● Input data
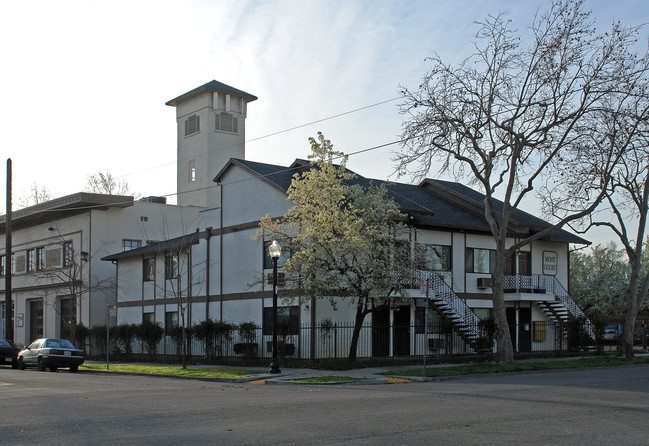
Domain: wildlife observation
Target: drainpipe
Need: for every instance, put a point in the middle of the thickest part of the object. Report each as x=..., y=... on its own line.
x=208, y=236
x=221, y=254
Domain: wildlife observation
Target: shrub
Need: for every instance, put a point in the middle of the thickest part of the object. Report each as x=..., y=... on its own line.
x=124, y=335
x=81, y=336
x=150, y=333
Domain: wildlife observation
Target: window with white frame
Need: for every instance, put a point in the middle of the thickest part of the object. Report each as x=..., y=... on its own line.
x=191, y=170
x=171, y=321
x=128, y=244
x=148, y=269
x=268, y=261
x=171, y=266
x=437, y=257
x=478, y=260
x=192, y=125
x=31, y=260
x=40, y=259
x=226, y=122
x=67, y=254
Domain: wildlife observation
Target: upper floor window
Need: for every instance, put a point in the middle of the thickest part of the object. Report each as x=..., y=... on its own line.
x=67, y=254
x=192, y=125
x=148, y=269
x=40, y=259
x=192, y=171
x=268, y=261
x=171, y=321
x=171, y=266
x=130, y=244
x=31, y=260
x=436, y=257
x=480, y=260
x=226, y=122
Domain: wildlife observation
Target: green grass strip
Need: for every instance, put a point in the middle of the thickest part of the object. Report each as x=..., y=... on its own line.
x=194, y=372
x=477, y=369
x=327, y=379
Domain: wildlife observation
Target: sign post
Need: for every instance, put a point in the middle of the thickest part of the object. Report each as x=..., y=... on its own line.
x=112, y=312
x=424, y=287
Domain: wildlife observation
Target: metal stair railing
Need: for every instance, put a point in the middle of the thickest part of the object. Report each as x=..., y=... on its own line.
x=562, y=294
x=548, y=284
x=456, y=305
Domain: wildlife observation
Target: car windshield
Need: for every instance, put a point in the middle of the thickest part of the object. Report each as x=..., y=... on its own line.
x=58, y=343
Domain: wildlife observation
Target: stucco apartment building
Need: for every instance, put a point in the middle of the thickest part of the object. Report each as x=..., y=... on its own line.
x=220, y=272
x=58, y=278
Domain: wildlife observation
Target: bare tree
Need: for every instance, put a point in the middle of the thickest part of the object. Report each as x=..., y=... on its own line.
x=508, y=117
x=105, y=183
x=68, y=278
x=37, y=194
x=184, y=279
x=627, y=199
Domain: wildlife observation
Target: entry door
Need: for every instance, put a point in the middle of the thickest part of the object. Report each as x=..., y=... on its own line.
x=68, y=317
x=381, y=331
x=401, y=332
x=35, y=320
x=511, y=321
x=524, y=329
x=520, y=333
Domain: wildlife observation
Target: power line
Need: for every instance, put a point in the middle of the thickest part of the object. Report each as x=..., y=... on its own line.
x=264, y=136
x=288, y=169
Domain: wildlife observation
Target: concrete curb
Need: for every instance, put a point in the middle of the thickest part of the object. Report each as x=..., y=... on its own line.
x=297, y=382
x=197, y=378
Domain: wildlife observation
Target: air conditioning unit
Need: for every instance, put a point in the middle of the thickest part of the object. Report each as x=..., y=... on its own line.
x=281, y=278
x=484, y=282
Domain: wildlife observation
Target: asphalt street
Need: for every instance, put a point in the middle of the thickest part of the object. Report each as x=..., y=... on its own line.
x=589, y=406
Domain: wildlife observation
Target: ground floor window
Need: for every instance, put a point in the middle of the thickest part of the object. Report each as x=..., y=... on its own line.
x=171, y=321
x=35, y=319
x=68, y=316
x=288, y=320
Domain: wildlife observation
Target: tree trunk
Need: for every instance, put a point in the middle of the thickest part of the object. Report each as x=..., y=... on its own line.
x=505, y=353
x=358, y=324
x=625, y=347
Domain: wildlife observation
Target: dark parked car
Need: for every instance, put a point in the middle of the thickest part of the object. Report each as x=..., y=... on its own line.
x=8, y=353
x=50, y=353
x=612, y=333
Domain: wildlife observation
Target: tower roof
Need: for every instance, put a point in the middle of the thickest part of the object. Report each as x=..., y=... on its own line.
x=210, y=87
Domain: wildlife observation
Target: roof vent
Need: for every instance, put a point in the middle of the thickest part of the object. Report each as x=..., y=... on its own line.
x=153, y=199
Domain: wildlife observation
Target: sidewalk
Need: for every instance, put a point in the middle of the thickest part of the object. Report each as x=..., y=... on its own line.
x=368, y=375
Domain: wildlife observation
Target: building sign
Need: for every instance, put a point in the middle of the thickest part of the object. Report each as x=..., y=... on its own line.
x=550, y=263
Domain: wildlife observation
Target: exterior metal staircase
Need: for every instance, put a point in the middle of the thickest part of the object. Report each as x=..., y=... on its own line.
x=449, y=305
x=560, y=309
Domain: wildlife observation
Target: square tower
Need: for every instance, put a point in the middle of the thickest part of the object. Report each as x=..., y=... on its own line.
x=211, y=130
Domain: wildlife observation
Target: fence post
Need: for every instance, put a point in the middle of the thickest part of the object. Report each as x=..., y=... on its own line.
x=336, y=341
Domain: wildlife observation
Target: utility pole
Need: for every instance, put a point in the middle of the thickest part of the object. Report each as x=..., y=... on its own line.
x=9, y=308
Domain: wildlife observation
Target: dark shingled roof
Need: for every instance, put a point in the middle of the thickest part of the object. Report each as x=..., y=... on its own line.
x=183, y=240
x=68, y=205
x=433, y=203
x=210, y=87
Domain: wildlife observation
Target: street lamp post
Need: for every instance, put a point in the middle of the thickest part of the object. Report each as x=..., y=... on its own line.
x=275, y=250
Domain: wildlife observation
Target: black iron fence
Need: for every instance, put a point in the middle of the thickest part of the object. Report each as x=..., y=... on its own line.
x=333, y=341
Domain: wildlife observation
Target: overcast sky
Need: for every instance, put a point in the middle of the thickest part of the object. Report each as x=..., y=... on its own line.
x=84, y=83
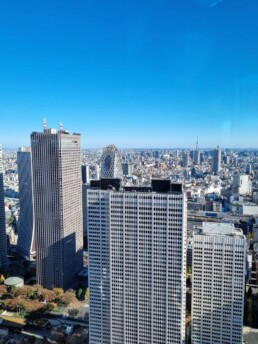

● Problem details
Turn everything in the listing above, from its start down through the line containing "x=150, y=333", into a JSON list of strings with one string per line and no blank lines. Leave out the pictures.

● Problem solution
[
  "Domain: wildlife observation",
  "Target: drainpipe",
  "Need: for every instance, put a point in the middle of the thickest part of the object. Report each as x=..., y=... on its own line.",
  "x=208, y=236",
  "x=221, y=254",
  "Domain: wildlife observation",
  "Target: shrub",
  "Need: for every instance, put a point in the middle of the thickest part of the object. Report each as x=..., y=... on its own line.",
  "x=124, y=335",
  "x=81, y=336",
  "x=150, y=333"
]